# Information provided:
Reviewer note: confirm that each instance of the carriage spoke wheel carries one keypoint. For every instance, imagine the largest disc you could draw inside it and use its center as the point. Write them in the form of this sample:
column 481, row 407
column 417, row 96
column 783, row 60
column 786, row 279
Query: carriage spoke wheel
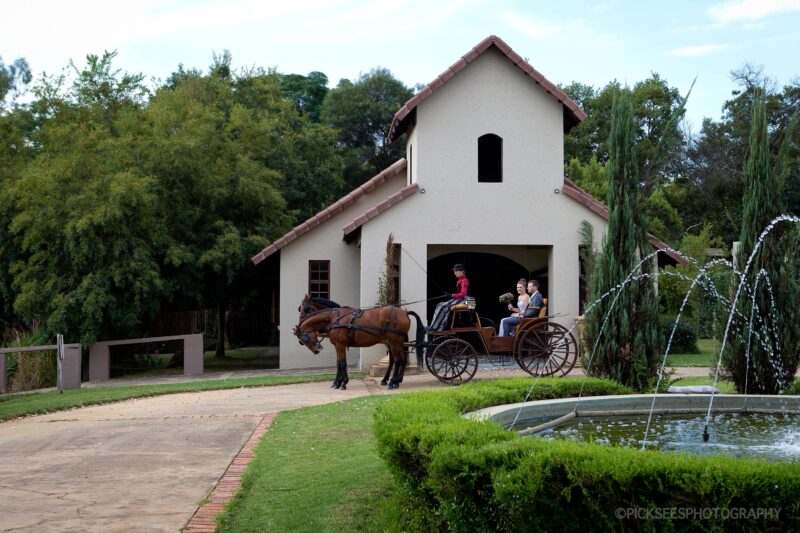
column 430, row 348
column 546, row 349
column 454, row 362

# Exercise instructions:
Your reply must contain each entry exactly as written and no pictures.

# Response:
Reviewer note: confirm that each instance of the carriage spoke wheel carries one keypoint. For every instance, imagine the largest disc you could draw inside it and use its center as the point. Write them in the form of this sample:
column 481, row 407
column 417, row 96
column 783, row 60
column 786, row 279
Query: carriage spoke wheel
column 430, row 348
column 546, row 349
column 454, row 362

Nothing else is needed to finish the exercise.